原文抜粋
● ● ● ● ●

といっても、そのことはすごくポジティブに捉えています。小山宙哉さんのクリエイティビティを大事に守りながら、専門家にしっかりヒアリングをしていることで、リアルな現場の様子も読者の方々に届けられているということなので。それに少しでも貢献できたのであれば非常に嬉しいなと思っているところです。

 

 

若田光一 (以下、若田) 内山さんのような宇宙システムの開発、運用の隅から隅までを知り尽くした方が、『宇宙兄弟』のストーリーづくりに深く関わってもらえるのは、宇宙開発の現状を伝えるうえで大切ですね。

 

 

––––若田さんは、宇宙飛行士の立場からこの「遭難/救出シナリオ」をどうご覧になりましたか?

 

 

若田 十分ありえるシナリオだと思います。もちろん、こうした事態が起きないように、システム開発や運用手順など、何重にも安全策を考えて準備はしています。

● ● ● ● ●

データセット項目
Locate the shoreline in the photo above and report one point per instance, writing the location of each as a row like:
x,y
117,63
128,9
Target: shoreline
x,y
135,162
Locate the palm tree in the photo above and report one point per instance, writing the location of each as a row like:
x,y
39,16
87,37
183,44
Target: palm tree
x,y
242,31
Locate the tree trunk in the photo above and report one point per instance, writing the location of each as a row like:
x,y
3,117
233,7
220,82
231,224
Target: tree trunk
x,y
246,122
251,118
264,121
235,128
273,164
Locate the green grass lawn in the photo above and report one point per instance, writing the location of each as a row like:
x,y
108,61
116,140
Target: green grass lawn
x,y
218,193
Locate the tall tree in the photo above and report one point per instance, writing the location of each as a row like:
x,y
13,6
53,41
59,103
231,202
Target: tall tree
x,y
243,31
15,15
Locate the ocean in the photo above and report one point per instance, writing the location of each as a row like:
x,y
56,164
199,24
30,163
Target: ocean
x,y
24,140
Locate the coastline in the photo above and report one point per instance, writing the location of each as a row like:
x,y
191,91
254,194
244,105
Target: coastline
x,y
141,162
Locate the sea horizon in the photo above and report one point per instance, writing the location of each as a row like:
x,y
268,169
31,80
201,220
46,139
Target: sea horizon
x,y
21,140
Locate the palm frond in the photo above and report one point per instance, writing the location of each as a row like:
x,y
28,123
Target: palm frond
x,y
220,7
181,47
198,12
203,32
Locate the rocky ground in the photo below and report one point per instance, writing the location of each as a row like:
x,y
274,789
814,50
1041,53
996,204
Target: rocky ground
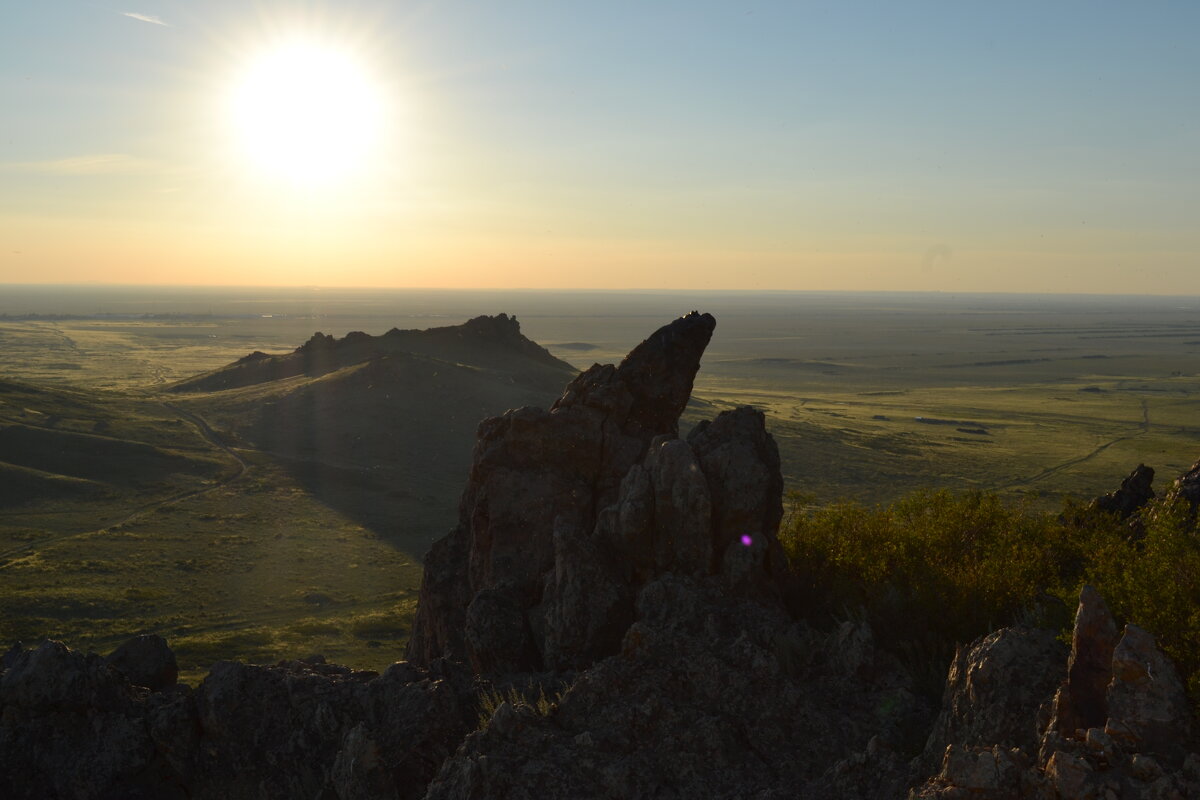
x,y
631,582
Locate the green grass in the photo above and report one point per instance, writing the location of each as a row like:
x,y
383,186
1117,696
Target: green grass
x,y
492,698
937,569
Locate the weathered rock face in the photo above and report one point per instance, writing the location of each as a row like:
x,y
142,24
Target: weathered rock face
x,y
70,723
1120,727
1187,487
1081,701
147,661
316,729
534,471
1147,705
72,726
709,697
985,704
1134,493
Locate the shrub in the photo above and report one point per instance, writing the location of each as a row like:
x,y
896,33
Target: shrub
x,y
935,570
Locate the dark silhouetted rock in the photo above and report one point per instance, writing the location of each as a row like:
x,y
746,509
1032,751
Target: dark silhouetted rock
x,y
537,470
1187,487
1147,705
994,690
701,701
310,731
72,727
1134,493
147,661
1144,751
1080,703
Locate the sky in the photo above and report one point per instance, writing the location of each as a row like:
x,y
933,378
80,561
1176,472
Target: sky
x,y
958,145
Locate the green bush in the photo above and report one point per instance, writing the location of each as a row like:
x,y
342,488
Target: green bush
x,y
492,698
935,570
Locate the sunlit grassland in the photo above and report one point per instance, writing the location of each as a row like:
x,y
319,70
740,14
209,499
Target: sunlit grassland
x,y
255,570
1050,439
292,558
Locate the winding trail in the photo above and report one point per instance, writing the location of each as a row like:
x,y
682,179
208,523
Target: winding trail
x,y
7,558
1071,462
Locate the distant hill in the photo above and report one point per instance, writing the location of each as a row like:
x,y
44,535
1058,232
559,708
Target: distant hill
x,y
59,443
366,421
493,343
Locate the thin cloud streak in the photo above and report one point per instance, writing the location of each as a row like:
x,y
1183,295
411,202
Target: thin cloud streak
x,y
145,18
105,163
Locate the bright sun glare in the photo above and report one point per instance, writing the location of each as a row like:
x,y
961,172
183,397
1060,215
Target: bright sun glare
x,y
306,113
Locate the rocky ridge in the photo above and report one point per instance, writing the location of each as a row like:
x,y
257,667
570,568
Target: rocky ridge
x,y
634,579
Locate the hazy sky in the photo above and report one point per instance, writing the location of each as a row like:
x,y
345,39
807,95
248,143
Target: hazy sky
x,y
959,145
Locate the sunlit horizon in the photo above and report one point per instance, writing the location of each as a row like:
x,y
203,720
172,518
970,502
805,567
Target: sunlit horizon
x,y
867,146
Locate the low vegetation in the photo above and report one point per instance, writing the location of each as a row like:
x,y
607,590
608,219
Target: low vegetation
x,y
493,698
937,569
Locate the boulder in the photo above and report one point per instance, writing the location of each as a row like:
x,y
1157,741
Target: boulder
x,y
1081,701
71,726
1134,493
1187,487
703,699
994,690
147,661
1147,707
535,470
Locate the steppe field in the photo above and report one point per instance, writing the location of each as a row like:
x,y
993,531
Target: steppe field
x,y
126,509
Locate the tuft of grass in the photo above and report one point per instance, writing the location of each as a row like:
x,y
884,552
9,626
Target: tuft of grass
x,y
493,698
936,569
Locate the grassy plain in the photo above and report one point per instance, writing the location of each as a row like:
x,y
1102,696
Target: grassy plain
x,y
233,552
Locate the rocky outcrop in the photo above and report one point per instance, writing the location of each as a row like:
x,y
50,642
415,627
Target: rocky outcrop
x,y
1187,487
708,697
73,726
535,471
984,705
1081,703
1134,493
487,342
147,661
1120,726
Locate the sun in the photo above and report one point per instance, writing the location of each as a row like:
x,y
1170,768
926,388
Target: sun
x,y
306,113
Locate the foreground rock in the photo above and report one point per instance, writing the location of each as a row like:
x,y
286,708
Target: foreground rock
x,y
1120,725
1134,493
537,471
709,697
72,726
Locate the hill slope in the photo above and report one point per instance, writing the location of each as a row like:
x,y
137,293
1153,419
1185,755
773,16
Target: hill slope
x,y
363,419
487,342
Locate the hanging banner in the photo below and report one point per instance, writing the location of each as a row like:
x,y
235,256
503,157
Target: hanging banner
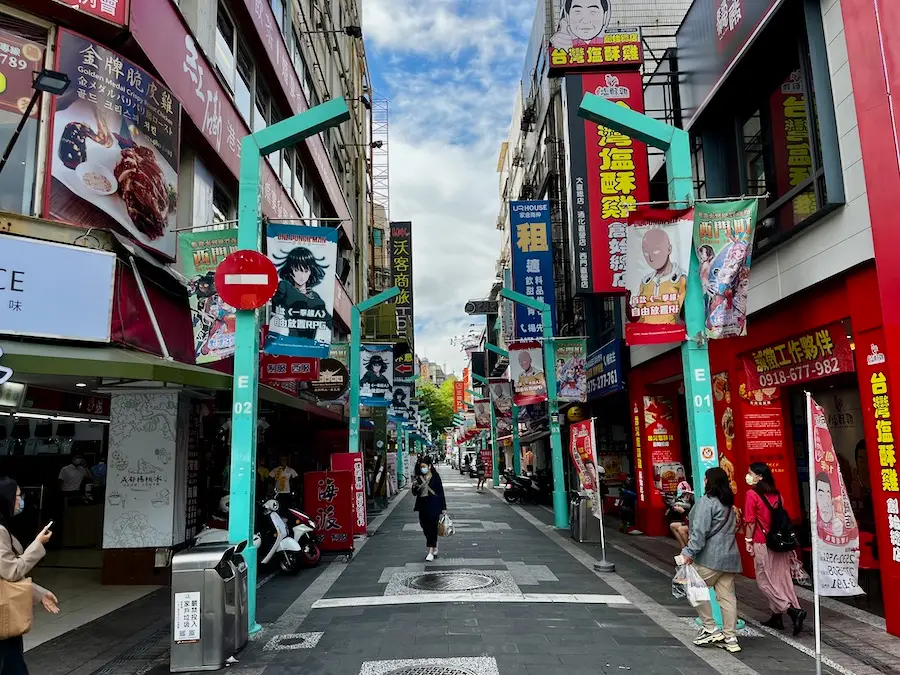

● ● ● ● ●

課題一覧
- A) 『宇宙兄弟』をめぐる対談の抜粋では、どの人物の名前が出てきますか?すべて挙げてください。
- B) 『宇宙兄弟』をめぐる対談の抜粋を、最後の文の後から書き継いでください。

回答一覧
- A) 小山宙哉、内山、若田光一

- B)
 

しかし、有人宇宙活動の歴史を見ても、想定外のことは大小さまざまに発生しています。

 

地上管制チームや飛行士といった「生身の人間」が想定外にどう対応していくかというのは永遠の課題だと思いますし、これは宇宙開発に限らず、人類が生きていく上で常に直面するものだとも思います。

 

まさに、内山さんのような運用のプロが考え抜いたプランでムッタが救出されていくストーリーは、有人宇宙活動が人類の危機管理にどう貢献できるかを示す、良い題材だったのではないでしょうか 。